• [Il tuo obiettivo]: Rinomina "eyebrow" in "brow" nelle righe che iniziano da quella contenente "Target: index finger" e terminano alla fine delle voci, estremi compresi. Riscrivi solo quelle righe, lasciando invariato tutto il resto.

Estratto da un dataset
══════════════════════════════
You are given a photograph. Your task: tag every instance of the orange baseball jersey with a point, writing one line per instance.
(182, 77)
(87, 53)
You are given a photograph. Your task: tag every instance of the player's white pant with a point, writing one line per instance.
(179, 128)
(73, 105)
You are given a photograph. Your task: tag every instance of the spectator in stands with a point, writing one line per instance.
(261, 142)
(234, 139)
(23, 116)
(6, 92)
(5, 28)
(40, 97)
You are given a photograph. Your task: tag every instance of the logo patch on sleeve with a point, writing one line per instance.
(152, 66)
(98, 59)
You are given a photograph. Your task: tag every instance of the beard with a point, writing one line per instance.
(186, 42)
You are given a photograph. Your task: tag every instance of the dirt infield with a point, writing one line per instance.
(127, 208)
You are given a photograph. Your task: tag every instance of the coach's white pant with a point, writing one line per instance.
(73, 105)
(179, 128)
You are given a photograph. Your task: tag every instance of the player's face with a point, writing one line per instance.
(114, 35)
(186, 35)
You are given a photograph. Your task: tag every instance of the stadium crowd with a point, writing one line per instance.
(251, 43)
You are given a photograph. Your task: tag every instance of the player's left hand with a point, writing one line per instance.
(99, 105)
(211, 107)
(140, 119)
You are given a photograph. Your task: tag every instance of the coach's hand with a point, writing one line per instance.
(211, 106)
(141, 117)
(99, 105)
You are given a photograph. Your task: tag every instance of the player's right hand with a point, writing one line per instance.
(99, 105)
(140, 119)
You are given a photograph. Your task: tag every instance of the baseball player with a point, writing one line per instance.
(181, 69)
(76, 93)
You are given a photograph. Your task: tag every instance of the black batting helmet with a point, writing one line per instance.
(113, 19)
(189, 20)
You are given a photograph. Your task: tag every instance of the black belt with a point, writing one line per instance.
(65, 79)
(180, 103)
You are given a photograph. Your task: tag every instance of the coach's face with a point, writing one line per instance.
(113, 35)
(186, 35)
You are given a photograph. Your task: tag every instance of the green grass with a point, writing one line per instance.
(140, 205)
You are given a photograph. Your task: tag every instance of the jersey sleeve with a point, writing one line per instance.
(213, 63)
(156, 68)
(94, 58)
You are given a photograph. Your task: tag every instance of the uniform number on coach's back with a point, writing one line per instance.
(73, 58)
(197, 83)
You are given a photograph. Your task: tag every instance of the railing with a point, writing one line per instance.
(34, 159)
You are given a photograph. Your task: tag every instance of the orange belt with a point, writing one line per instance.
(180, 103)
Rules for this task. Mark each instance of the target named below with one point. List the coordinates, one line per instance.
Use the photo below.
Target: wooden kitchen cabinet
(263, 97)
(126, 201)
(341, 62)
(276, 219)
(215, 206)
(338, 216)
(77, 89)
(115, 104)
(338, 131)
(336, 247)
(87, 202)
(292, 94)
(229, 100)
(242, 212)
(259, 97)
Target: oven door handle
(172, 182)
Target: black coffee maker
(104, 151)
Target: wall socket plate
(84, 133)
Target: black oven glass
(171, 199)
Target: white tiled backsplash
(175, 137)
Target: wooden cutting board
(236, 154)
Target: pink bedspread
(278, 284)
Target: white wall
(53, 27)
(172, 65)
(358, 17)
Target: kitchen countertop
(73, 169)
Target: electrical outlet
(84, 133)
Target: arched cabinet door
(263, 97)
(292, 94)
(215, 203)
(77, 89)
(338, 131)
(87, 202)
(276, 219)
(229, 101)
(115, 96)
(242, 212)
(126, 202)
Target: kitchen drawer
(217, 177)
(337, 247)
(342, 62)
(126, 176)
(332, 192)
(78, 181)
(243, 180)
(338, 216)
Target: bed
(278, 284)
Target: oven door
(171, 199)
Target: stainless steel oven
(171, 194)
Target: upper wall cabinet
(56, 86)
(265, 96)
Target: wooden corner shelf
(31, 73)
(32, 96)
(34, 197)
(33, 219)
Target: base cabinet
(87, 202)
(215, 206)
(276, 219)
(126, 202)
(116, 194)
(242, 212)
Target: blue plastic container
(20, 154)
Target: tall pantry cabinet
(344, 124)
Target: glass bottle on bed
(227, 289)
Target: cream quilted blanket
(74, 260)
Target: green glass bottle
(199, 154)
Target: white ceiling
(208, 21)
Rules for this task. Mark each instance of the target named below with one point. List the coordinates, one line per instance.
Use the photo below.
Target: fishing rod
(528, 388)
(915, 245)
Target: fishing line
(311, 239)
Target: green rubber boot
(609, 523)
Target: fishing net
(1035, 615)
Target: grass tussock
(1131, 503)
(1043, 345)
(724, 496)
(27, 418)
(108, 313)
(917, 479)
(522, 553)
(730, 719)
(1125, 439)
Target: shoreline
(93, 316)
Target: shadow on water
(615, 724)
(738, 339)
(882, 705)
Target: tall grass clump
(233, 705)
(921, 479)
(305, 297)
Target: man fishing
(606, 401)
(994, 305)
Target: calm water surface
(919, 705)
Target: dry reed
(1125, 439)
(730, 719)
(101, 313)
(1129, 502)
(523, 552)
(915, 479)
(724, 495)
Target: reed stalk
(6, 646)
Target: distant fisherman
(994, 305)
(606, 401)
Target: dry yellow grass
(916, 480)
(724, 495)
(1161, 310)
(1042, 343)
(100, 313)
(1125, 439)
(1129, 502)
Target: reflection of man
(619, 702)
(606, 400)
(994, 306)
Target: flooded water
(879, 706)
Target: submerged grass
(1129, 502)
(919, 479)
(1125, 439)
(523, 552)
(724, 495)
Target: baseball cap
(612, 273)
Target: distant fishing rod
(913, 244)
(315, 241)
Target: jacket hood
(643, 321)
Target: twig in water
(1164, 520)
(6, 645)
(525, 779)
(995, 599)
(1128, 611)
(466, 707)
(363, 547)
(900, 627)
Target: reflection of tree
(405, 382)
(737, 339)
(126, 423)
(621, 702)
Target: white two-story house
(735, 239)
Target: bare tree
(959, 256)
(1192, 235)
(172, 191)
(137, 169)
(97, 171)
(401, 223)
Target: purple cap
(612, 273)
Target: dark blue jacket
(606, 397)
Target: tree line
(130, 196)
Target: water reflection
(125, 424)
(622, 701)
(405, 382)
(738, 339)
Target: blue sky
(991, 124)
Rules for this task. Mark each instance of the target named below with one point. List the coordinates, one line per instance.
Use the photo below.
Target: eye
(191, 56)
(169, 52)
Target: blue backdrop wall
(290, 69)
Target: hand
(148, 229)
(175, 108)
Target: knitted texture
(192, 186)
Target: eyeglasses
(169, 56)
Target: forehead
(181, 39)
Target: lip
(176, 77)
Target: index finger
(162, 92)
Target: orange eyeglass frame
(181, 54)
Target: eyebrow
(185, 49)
══════════════════════════════
• [Risposta svolta]:
Target: index finger
(162, 92)
Target: orange eyeglass frame
(181, 54)
Target: brow
(185, 49)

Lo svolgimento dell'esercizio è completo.